To do → Count the lines in the listing below that contain the word "slope" and reply with only that number.

Given data →
- - - - - - -

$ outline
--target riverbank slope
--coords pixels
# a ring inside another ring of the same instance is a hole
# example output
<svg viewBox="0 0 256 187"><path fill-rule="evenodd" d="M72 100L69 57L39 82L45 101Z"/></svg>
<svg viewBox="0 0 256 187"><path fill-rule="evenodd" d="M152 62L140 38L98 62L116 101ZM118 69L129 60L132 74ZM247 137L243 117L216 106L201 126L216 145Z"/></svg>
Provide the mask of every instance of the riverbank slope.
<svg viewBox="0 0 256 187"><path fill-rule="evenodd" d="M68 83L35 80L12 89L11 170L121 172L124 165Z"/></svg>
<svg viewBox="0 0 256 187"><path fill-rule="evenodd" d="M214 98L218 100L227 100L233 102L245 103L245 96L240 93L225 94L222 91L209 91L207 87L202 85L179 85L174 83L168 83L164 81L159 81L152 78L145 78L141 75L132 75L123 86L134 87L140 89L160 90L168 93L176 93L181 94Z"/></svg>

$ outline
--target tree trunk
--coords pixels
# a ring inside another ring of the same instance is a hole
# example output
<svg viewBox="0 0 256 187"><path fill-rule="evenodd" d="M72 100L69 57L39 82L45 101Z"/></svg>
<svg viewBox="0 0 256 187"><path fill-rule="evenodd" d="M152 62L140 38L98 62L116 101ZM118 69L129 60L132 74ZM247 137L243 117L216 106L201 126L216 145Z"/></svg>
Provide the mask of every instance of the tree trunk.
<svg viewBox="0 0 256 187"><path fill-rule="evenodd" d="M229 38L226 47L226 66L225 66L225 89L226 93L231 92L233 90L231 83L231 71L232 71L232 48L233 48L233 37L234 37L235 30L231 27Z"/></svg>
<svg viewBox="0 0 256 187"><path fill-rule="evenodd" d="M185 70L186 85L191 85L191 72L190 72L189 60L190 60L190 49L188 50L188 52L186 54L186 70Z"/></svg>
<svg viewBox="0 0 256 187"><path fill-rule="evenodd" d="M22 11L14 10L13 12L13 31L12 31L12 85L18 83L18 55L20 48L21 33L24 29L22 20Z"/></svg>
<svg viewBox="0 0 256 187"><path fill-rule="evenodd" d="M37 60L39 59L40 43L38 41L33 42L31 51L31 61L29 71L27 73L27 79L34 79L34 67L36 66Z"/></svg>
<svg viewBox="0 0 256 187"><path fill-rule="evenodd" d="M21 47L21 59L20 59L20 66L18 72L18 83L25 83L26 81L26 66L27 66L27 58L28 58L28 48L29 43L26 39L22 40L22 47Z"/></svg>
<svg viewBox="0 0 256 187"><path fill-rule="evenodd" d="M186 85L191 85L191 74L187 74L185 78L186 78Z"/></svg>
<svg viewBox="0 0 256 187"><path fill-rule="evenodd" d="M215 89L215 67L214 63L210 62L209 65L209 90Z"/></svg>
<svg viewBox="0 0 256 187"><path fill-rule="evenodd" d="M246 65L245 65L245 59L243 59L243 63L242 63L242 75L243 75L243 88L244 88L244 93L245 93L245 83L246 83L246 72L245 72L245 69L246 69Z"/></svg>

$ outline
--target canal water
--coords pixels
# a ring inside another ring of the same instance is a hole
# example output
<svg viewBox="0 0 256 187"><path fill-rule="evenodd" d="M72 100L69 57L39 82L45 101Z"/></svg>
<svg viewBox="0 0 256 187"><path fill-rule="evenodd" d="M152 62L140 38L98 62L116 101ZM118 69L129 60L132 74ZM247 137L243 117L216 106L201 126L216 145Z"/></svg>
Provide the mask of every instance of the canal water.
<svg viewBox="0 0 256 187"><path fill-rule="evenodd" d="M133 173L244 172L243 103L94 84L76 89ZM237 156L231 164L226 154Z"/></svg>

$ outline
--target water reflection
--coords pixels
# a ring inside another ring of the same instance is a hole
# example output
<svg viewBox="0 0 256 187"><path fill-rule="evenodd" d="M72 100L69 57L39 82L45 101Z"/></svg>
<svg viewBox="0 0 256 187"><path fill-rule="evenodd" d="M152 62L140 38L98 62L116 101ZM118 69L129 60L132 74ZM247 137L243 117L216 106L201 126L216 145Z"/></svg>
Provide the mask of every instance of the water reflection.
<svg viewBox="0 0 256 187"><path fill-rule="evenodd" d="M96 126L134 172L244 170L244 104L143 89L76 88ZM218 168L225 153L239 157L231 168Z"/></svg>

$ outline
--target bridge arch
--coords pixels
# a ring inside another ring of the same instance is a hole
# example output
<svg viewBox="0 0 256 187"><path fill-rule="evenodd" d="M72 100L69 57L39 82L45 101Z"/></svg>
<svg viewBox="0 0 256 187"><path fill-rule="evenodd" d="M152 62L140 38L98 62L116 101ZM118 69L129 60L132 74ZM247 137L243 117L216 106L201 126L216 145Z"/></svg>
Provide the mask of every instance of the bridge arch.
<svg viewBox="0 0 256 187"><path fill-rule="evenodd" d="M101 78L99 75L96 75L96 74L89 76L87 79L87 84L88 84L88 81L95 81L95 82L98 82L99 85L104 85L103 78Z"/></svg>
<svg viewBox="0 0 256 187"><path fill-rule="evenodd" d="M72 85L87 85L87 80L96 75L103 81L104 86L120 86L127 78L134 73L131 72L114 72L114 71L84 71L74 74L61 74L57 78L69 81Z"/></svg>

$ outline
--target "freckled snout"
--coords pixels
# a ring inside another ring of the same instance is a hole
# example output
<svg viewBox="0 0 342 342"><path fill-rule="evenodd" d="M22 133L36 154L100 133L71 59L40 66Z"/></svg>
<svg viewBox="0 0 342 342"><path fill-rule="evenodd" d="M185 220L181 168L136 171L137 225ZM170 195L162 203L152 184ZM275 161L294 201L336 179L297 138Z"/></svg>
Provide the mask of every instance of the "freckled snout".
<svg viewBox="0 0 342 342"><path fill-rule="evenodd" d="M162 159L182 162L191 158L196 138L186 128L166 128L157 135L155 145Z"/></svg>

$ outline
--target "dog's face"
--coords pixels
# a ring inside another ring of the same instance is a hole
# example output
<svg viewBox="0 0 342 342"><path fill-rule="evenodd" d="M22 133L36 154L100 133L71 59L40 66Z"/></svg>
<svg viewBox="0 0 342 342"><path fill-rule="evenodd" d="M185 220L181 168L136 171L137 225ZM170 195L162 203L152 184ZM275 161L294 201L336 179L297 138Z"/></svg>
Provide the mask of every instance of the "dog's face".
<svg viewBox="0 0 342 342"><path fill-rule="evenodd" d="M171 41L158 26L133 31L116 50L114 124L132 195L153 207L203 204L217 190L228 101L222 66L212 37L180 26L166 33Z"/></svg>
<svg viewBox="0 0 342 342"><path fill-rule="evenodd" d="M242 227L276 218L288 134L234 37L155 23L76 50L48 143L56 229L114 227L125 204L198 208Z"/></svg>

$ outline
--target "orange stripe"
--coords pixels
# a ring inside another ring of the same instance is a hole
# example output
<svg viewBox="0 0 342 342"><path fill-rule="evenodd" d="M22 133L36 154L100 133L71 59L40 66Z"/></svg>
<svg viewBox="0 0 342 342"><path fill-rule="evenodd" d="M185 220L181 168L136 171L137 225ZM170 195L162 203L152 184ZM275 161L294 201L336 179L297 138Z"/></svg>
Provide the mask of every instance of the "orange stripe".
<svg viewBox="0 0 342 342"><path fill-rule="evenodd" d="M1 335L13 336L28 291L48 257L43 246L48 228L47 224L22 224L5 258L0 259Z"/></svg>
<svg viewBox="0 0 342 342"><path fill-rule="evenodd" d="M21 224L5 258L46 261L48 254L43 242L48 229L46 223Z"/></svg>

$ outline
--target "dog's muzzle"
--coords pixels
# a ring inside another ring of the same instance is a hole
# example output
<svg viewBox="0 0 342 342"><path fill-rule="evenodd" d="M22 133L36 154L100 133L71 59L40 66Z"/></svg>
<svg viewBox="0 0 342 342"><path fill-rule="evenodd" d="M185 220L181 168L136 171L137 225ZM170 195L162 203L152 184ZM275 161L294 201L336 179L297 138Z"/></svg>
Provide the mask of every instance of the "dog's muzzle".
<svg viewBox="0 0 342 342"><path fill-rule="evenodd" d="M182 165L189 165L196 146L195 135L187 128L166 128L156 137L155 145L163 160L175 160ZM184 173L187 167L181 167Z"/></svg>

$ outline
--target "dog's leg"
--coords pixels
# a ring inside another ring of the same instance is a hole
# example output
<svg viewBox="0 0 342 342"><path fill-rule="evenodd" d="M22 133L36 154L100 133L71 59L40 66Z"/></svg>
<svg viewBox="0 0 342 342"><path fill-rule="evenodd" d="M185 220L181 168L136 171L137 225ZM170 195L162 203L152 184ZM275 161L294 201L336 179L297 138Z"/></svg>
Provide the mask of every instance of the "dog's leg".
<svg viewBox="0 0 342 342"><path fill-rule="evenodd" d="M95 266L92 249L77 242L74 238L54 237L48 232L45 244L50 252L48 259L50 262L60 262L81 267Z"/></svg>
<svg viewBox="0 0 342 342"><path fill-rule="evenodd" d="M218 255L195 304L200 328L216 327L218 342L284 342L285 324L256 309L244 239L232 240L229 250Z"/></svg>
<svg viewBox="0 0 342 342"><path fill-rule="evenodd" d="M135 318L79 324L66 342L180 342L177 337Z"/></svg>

- - - - - - -

Answer in full → 2